### TASK SET
a – List every file path that appears in the zero_division pull request thread.
b – Resume the zero_division pull request thread from the point where it stops.

### GIVEN TEXT
::::
ENH: zero_division parameter for classification… #14900

marctorsoc · 2019-09-06T03:26:51Z

See issue #14876

What does this implement/fix? Explain your changes.

zero_division parameter for precision, recall, and friends

Any other comments?

3 possible values:

"warn": same behavior as before
0, 1: remove the warnings and set value for the metrics to this when the metrics is ill-defined (see issue for more details and examples)

Just to clarify:

prec will be ZD if all predictions are negative
rec will be ZD if all labels are negative
f will be ZD if everything is negative

Note that if ZD = "warn" this means 0 + warning

jnothman

thanks for opening the PR. Sorry I'm not able to review immediately.

doc/whats_new/v0.21.rst

sklearn/metrics/classification.py

…into prec_rec_fscore_zero_division # Conflicts: # sklearn/metrics/classification.py # sklearn/metrics/tests/test_classification.py lost some stuff after merging, need a review

jnothman · 2019-09-06T06:36:20Z

Oh yes, forgot that.

- Changed whats_new to 0.22 - F-score only warns if both prec and rec are ill-defined - new private method to simplify _prf_divide

marctorsoc · 2019-09-07T12:28:32Z

thanks for opening the PR. Sorry I'm not able to review immediately.

Hi @jnothman , it's just my second PR to sklearn so I'm still learning :)

I'm having a problem with git, it says I have 9 files changed, but actually changed only 3. It's like it's comparing with a master from some days ago. For example this commit:

2119490

is in master but its changes appear in the diff. Can you guide me to fix this?

jnothman · 2019-09-09T12:19:20Z

sklearn/metrics/classification.py

@@ -892,6 +903,12 @@ def f1_score(y_true, y_pred, labels=None, pos_label=1, average='binary',
    sample_weight : array-like of shape = [n_samples], optional
        Sample weights.

+    zero_division : string or int, default="warn"
::::
### DATASET ROWS

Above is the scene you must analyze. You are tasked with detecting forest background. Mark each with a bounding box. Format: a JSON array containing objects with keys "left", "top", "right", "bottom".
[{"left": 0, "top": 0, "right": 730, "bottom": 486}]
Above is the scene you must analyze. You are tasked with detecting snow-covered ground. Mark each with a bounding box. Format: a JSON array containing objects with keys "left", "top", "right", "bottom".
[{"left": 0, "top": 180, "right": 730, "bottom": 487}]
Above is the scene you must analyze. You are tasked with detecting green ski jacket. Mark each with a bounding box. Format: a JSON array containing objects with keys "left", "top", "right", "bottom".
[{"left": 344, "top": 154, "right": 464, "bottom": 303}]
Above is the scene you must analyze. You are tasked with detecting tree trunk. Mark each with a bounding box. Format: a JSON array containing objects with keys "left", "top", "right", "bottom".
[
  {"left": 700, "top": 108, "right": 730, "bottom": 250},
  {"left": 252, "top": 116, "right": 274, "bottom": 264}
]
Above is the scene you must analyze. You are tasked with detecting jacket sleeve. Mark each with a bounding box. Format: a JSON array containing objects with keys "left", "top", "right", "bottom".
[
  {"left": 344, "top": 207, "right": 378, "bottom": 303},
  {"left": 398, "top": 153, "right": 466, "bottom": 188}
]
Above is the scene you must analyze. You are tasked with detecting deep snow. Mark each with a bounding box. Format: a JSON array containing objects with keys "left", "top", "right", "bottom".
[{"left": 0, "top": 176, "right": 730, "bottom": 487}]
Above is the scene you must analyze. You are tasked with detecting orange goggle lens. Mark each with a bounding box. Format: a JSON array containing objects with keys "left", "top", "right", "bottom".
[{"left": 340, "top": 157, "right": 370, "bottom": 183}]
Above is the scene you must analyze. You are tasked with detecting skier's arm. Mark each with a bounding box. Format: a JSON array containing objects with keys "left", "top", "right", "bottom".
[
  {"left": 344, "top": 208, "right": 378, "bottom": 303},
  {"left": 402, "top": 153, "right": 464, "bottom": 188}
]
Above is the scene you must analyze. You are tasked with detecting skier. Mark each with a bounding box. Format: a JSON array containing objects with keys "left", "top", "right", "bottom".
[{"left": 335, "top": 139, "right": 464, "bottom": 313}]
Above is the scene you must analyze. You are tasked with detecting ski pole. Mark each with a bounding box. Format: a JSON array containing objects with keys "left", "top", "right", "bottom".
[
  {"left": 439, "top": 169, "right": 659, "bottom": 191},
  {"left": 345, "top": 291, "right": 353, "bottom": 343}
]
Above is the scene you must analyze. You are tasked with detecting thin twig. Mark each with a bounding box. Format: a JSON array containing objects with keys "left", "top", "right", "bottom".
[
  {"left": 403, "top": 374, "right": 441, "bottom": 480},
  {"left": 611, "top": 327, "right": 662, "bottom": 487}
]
::::
### ANSWERS FOR THIS EXERCISE
a –
doc/whats_new/v0.21.rst
sklearn/metrics/classification.py
sklearn/metrics/tests/test_classification.py

b –
+        Sets the behavior when there is a zero division. If set to
+        ("warn"|0)/1, returns 0/1 when both precision and recall are zero


I don't think this notation is easy enough to read. How about 'Sets the value to return when blah blah. If "warn" (default), this acts like 0 but also raises a warning.'

wrote something similar, please check new version

jnothman · 2019-09-09T12:21:36Z

sklearn/metrics/classification.py

@@ -1062,7 +1092,12 @@ def _prf_divide(numerator, denominator, metric, modifier, average, warn_for):
        return result

    # remove infs
-    result[mask] = 0.0
+    result[mask] = float(zero_division == 1)


this is obfuscated. I'd rather 0.0 if zero_division in ('warn', 0) else 1

done in new version

sklearn/metrics/classification.py

jnothman · 2019-09-09T12:24:21Z

sklearn/metrics/tests/test_classification.py

+    fbeta = my_assert(*tmp, y_true, y_pred, beta=beta,
+                      average=average, zero_division=zero_division)
+
+    zero_division = float(zero_division == 1)


simplified in the new version with two separated tests

jnothman · 2019-09-09T12:28:00Z

sklearn/metrics/tests/test_classification.py

-    assert_array_almost_equal(r, [0, 0, 0], 2)
-    assert_array_almost_equal(f, [0, 0, 0], 2)
+    func = precision_recall_fscore_support
+    my_assert = (assert_warns if zero_division == "warn"


if you must do something like this, use functools.partial to capture the arguments too.

But I think tests must be very readable code, as the reader needs to be absolutely certain of their correctness to be confident that they in turn imply the corretness of the code.

simplified in the new version with two separated tests

jnothman · 2019-09-09T12:28:28Z

sklearn/metrics/tests/test_classification.py

+    fbeta = my_assert(*tmp, y_true, y_pred, beta=beta,
+                      average=None, zero_division=zero_division)
+
+    zero_division = float(zero_division == 1)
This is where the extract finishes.